The relationships between different material bodies in the world is complicated, ranging from different types of living beings, some immortal and some not, some with Nous and some not, to the motions provided by the immortal heavenly beings that influence the lower mortal ones, and so forth.  Between figuring out what’s really us when we move and what’s an influence we’re being moved by can be difficult, and this is starting to raise some cosmological questions that this text is probably unsuited to answer adequately.  This definition, however, affords some more reason and rules to how everything down here works.

First, we’re introduced to Providence and Necessity.  We’ve already met necessity once before, in VIII.1: “there is a destiny which has come into being according to a just necessity; there is a law which has come into being according to the necessity of humans”.  Necessity is, then, an ordering principle of the cosmos, which structures things just so according to what we need so that everything can work together.  No matter what else happens in the world, it must fulfill necessity, else it cannot happen at all.  For all intents and purposes, we can consider necessity, providence, fate, and destiny to all be the same thing here; the two terms are not seen apart from each other, even in a similar passage in the Corpus Hermeticum (chapter XII, part 14):

Necessity and Providence and Nature are instruments of Cosmos and of Matter’s ordering; while of intelligible things each is Essence, and Sameness is their Essence.

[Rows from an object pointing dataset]
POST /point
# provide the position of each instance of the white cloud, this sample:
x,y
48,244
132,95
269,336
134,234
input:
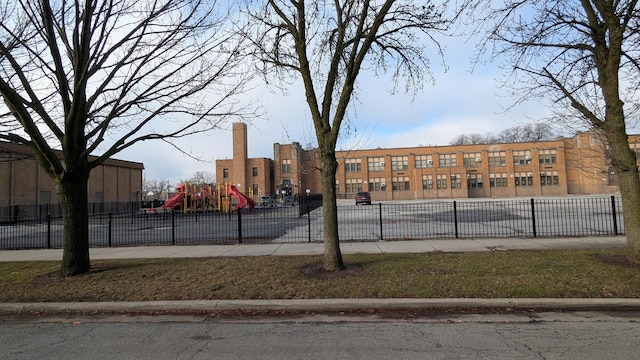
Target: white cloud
x,y
460,102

INSTRUCTIONS =>
a) Set down the commentary on necessity and providence word for word, starting with "The relationships between" and going on through "down here works.".
b) Output every line of the listing as a JSON list of strings, one string per line, omitting blank lines and leaving out the pictures.
The listing is unrelated to the commentary on necessity and providence.

TASK-BY-TASK OUTPUTS =>
a)
The relationships between different material bodies in the world is complicated, ranging from different types of living beings, some immortal and some not, some with Nous and some not, to the motions provided by the immortal heavenly beings that influence the lower mortal ones, and so forth.  Between figuring out what’s really us when we move and what’s an influence we’re being moved by can be difficult, and this is starting to raise some cosmological questions that this text is probably unsuited to answer adequately.  This definition, however, affords some more reason and rules to how everything down here works.

b)
[
  "POST /point",
  "# provide the position of each instance of the white cloud, this sample:",
  "x,y",
  "48,244",
  "132,95",
  "269,336",
  "134,234",
  "input:",
  "Target: white cloud",
  "x,y",
  "460,102"
]